> [Article]:
● ● ● ● ●

In this article I want to address why I think the liquid token market has been so weak this year and how flows and misinformation have shown an increasingly self-destructive nature. The main reason for the weakness is that, so far, crypto has been almost entirely a speculative phenomenon — and it’s this speculative phenomenon I want to examine here. The scams or “sh*tcoins”, popularity of leveraged trading, and opaque valuation are a near term risk and are causing significant wealth destruction within the ecosystem.

Given my background in developed markets, I have spent a lot of time thinking about and analyzing flows and how these affect prices. Given the illiquid nature of many cryptoassets and the power of price momentum to influence a largely retail investor base, flows are an extremely important price driver. Crypto flows are also readily available to analyse as transactions are recorded and public, so it’s a surprise and only a matter of time before more effort is focused here.

Defining the capital pool

Crypto has an uncanny ability to polarize opinion and we constantly see impassioned opinions offered from both sides and given rising awareness, many have now formed an opinion.

Retail

The “get rich quick” retail inflow in late 2017 was the largest capital inflow that crypto has ever seen, as the aggregated market cap grew by 300% in 3 months to January 6th this year! FOMO was a huge driver and unfortunately, most of the purchases are now underwater. Subsequently, crypto has seen four large drawdowns (Feb, March, May and August) in which investors who did not buy before the 2017 hype cycle have had a 2nd, 3rd and 4th chance to buy.

● ● ● ● ●

> [Record extracts]:
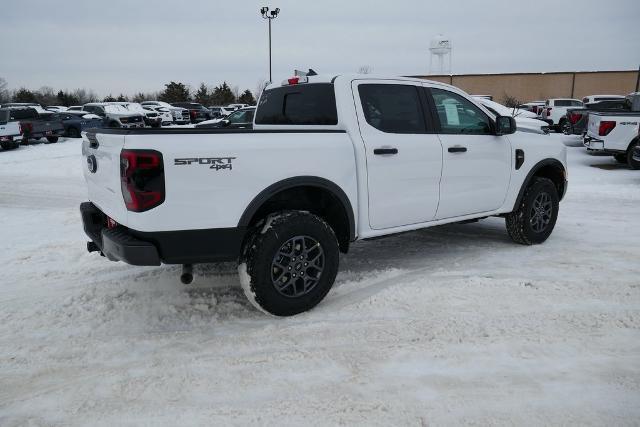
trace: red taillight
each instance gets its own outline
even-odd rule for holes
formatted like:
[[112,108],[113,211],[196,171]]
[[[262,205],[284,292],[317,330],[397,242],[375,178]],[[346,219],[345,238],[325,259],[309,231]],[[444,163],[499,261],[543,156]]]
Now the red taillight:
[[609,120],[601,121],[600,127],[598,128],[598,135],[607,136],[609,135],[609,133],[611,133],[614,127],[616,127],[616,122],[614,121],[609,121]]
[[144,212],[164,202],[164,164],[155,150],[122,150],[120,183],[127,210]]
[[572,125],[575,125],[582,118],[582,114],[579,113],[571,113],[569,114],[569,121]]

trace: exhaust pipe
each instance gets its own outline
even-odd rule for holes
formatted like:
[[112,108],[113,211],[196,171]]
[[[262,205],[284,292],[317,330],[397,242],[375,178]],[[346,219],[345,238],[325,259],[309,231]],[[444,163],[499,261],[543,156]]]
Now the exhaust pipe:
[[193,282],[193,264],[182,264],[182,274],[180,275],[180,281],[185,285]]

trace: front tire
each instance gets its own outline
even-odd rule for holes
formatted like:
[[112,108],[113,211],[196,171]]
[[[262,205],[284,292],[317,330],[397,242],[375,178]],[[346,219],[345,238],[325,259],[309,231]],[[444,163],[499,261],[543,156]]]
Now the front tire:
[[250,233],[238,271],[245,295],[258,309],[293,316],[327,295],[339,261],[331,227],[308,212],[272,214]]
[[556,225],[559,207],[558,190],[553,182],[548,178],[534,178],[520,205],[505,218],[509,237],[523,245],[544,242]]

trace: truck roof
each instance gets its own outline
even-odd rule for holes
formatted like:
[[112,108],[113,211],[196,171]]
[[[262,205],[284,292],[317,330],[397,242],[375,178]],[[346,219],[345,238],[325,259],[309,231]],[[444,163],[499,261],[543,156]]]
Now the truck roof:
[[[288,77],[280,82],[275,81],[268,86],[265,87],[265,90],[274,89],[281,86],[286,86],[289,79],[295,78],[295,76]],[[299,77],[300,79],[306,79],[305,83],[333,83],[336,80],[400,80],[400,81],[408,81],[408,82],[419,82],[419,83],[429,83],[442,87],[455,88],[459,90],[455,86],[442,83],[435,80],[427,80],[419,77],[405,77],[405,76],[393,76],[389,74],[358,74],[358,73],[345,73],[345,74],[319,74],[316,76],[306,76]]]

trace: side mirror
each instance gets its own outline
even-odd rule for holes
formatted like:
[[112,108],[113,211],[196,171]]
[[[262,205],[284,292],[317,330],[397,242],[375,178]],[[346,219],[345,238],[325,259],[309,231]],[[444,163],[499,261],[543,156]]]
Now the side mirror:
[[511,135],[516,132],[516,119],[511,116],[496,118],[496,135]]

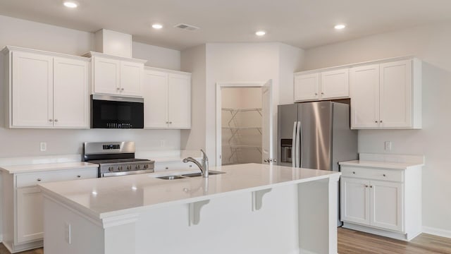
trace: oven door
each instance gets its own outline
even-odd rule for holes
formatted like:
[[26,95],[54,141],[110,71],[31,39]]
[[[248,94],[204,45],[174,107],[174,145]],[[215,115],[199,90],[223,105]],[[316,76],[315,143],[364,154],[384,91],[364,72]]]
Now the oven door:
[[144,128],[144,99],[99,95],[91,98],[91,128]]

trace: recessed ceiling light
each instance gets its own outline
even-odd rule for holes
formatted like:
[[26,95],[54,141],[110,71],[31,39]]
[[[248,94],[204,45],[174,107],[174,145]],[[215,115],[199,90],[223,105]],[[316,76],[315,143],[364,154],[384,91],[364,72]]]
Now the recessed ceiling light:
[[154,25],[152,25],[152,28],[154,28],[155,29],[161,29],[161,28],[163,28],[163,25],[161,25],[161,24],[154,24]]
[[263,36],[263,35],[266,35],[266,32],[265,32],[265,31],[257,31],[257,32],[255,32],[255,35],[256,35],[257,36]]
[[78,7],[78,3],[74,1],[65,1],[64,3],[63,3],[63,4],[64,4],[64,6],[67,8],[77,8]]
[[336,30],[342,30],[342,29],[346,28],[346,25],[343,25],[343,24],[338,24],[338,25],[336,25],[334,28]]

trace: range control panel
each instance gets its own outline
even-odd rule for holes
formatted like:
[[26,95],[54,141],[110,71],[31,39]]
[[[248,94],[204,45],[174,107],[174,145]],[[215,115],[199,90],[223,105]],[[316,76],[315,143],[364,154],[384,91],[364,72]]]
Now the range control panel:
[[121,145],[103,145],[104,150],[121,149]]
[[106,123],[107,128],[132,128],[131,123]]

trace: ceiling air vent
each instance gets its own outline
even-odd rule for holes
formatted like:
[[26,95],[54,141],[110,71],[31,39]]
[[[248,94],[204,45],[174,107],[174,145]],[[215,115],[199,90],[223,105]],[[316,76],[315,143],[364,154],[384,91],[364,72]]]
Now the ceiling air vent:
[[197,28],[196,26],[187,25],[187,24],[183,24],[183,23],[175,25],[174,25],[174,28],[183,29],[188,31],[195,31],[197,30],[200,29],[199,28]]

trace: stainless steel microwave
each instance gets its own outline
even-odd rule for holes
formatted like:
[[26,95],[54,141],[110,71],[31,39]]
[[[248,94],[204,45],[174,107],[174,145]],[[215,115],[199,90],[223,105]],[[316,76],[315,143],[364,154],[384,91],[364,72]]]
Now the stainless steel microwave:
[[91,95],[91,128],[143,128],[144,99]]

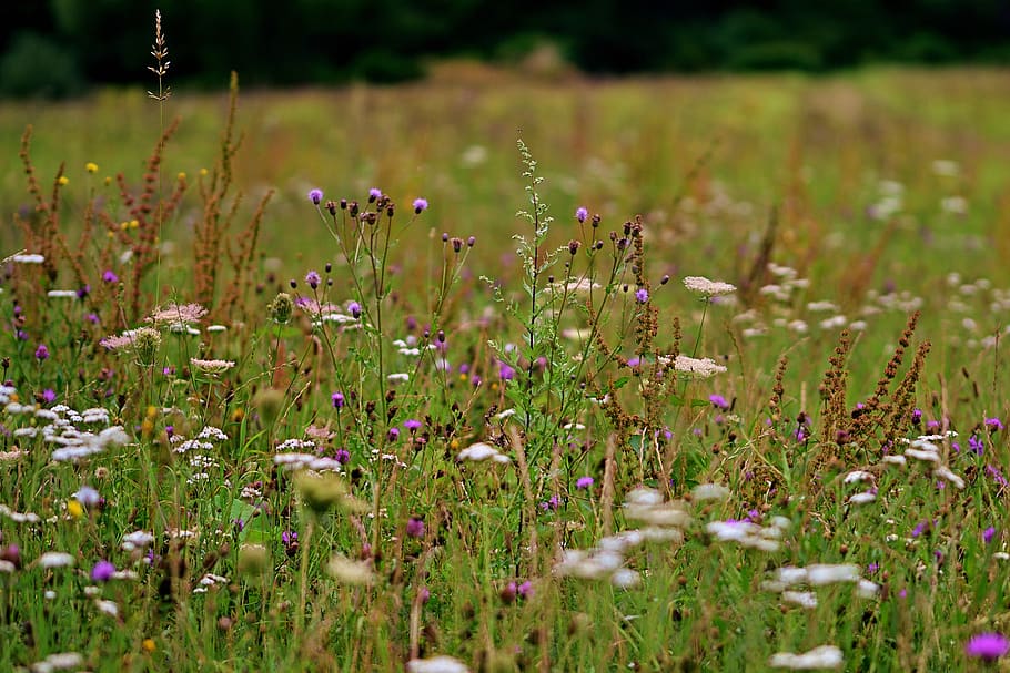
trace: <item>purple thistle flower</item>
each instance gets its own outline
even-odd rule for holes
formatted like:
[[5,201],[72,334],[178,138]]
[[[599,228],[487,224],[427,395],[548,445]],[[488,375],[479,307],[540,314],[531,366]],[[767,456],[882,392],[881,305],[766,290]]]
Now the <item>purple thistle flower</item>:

● ● ● ● ●

> [Exercise details]: Reproduce verbatim the passage of the crypto market article above, beginning with the words "Defining the capital" and stopping after the words "formed an opinion.".

> [Task answer]:
Defining the capital pool

Crypto has an uncanny ability to polarize opinion and we constantly see impassioned opinions offered from both sides and given rising awareness, many have now formed an opinion.